PROBLEM TO SOLVE — Show all lines below holding the string "shirt".

GIVEN RECORDS: Begin

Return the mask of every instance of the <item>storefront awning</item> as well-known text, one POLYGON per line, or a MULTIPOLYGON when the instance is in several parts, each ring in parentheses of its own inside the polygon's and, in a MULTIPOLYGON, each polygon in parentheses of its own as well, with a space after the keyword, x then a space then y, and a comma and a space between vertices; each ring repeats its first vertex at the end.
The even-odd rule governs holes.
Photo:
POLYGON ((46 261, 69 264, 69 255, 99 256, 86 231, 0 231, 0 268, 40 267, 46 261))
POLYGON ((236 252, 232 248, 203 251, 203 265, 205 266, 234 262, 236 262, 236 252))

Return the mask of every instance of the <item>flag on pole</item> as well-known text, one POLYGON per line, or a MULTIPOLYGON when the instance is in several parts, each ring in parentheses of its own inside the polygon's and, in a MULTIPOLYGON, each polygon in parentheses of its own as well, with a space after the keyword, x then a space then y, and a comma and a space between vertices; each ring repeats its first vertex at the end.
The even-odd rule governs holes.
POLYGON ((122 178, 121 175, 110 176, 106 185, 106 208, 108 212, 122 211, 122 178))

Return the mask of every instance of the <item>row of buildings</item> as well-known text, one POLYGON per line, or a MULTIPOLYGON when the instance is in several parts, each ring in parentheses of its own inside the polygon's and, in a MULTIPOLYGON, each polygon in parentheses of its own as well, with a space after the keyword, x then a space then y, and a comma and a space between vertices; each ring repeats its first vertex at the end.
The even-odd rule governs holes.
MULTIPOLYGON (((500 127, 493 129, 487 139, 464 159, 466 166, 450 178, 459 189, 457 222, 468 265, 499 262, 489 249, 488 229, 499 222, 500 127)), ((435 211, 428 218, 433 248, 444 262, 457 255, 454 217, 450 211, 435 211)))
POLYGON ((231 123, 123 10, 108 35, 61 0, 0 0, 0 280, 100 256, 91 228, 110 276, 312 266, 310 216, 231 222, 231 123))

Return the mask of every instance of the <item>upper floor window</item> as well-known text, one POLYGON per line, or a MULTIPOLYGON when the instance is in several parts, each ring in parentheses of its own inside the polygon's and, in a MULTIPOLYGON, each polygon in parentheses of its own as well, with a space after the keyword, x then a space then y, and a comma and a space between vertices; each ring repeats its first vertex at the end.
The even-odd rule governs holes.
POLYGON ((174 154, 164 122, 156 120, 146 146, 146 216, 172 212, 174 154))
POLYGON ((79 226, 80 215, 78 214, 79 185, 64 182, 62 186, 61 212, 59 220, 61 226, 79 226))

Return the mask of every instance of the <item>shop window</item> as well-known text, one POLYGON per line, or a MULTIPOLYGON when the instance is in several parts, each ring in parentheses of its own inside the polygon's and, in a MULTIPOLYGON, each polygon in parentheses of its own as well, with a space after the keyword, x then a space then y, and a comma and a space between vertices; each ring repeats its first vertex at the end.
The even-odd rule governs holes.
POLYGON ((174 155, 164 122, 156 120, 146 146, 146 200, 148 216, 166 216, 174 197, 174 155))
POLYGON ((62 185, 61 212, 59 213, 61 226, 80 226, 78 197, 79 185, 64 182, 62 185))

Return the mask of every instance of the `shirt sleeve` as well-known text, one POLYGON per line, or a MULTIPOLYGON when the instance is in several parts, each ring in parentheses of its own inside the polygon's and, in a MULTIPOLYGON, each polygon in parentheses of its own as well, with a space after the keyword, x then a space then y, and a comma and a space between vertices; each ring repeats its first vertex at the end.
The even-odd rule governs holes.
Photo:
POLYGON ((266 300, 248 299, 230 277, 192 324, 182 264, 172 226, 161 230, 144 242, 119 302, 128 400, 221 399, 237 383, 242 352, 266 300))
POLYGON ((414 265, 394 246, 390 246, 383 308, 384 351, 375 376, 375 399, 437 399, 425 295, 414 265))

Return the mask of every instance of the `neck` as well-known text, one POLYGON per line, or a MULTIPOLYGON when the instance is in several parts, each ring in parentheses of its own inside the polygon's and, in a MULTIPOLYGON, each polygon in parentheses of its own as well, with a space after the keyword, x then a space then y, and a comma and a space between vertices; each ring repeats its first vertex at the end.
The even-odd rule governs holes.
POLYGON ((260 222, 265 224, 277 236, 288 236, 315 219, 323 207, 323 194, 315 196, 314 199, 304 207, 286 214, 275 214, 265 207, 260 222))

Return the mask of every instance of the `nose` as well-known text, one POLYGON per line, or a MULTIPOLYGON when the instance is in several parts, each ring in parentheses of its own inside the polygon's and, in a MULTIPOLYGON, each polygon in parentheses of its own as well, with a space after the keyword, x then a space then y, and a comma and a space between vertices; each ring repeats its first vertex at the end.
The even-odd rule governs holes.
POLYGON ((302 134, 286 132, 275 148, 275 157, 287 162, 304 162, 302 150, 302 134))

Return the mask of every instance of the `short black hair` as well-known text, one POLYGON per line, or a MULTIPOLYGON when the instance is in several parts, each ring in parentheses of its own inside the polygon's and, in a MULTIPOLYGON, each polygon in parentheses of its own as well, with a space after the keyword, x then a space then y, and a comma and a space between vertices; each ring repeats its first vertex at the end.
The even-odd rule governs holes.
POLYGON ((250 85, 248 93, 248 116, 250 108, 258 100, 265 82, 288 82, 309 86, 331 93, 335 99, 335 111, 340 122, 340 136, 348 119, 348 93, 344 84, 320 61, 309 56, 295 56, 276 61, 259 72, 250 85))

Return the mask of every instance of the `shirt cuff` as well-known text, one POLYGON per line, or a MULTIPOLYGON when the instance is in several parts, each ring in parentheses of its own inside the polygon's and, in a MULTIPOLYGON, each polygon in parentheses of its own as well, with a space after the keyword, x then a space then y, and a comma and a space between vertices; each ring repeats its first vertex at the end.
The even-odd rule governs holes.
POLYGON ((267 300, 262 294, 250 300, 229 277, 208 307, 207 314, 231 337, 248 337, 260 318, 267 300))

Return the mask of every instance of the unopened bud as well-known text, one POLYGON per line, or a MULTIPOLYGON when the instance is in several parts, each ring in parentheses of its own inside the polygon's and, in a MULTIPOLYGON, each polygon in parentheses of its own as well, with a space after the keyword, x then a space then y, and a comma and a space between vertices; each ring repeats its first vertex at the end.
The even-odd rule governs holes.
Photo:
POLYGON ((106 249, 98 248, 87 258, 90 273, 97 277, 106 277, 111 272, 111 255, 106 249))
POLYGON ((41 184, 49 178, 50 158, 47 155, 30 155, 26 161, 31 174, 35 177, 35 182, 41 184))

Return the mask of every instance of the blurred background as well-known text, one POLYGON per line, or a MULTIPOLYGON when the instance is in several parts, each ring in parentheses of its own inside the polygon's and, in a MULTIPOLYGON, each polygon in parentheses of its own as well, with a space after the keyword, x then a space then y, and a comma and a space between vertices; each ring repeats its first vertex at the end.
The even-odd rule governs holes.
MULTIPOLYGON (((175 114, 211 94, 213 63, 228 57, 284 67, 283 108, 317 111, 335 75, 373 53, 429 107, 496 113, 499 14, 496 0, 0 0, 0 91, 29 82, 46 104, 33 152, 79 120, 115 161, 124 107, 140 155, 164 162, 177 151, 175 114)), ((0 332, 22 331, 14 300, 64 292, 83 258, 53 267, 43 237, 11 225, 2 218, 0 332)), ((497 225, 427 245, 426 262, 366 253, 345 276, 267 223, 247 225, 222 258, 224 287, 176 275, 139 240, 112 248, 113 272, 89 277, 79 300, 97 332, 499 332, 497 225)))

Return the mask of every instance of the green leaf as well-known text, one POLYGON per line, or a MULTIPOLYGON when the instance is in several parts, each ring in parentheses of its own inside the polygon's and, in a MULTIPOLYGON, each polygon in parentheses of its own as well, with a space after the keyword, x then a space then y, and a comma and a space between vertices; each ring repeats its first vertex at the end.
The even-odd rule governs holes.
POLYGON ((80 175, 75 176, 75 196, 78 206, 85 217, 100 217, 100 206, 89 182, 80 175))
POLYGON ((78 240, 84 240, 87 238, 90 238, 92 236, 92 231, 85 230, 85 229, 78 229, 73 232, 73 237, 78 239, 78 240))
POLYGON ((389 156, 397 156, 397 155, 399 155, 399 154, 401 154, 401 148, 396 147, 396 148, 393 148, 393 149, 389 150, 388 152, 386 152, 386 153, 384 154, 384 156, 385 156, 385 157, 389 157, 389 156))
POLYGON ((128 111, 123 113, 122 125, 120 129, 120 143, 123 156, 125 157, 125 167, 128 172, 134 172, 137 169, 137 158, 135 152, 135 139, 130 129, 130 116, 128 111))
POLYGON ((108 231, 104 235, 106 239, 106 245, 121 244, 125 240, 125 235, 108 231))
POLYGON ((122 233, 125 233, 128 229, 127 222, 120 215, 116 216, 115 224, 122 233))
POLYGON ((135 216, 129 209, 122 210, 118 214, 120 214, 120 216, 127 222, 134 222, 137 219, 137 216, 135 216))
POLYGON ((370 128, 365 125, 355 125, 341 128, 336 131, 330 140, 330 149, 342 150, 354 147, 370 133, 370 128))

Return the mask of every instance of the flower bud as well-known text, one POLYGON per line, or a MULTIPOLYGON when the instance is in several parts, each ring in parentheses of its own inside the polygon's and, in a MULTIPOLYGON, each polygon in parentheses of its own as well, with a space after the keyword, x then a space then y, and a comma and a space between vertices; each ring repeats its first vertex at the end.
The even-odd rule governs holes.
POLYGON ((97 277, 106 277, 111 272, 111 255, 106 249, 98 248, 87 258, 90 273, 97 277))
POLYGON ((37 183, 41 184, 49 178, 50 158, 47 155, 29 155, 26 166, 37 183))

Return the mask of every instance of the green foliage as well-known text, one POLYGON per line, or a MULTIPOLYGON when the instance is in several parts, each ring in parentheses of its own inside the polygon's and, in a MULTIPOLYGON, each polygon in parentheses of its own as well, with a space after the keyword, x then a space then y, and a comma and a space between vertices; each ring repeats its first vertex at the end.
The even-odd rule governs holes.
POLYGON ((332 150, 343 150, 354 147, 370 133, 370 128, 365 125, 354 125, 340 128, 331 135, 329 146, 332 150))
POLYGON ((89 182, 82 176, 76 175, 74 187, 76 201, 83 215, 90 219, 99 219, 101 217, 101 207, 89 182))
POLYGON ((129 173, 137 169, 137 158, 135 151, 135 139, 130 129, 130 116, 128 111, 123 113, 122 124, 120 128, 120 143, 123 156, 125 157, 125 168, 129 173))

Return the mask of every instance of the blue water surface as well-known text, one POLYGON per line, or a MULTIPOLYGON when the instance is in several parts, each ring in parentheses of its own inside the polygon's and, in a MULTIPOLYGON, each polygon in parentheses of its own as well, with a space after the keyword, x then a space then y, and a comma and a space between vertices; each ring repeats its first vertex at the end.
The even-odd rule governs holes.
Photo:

GIVEN RECORDS: End

RESPONSE TO THIS EXERCISE —
Return the mask of every instance of the `shirt sleeve` as well-known text, one POLYGON per line, or a MULTIPOLYGON when the instance is in several parts, each ring in parentheses of its own inside the polygon's and, in a MULTIPOLYGON, each polygon in parentheses of its own as well, with a space after the keyword, x then a space then y, and a comma and a space between vertices; each ring repeats its first vertex at the end.
Return the mask of every instance of the `shirt cuff` as well-known text, one POLYGON per line, or a MULTIPOLYGON when the instance is in several parts, each ring in parentheses of its own inside the polygon's and, in a MULTIPOLYGON, each polygon in parentheses of its own as well, with a space after the keyword, x then a space then y, and a comma and a space between vertices; each ring repeats its first vertex at the end.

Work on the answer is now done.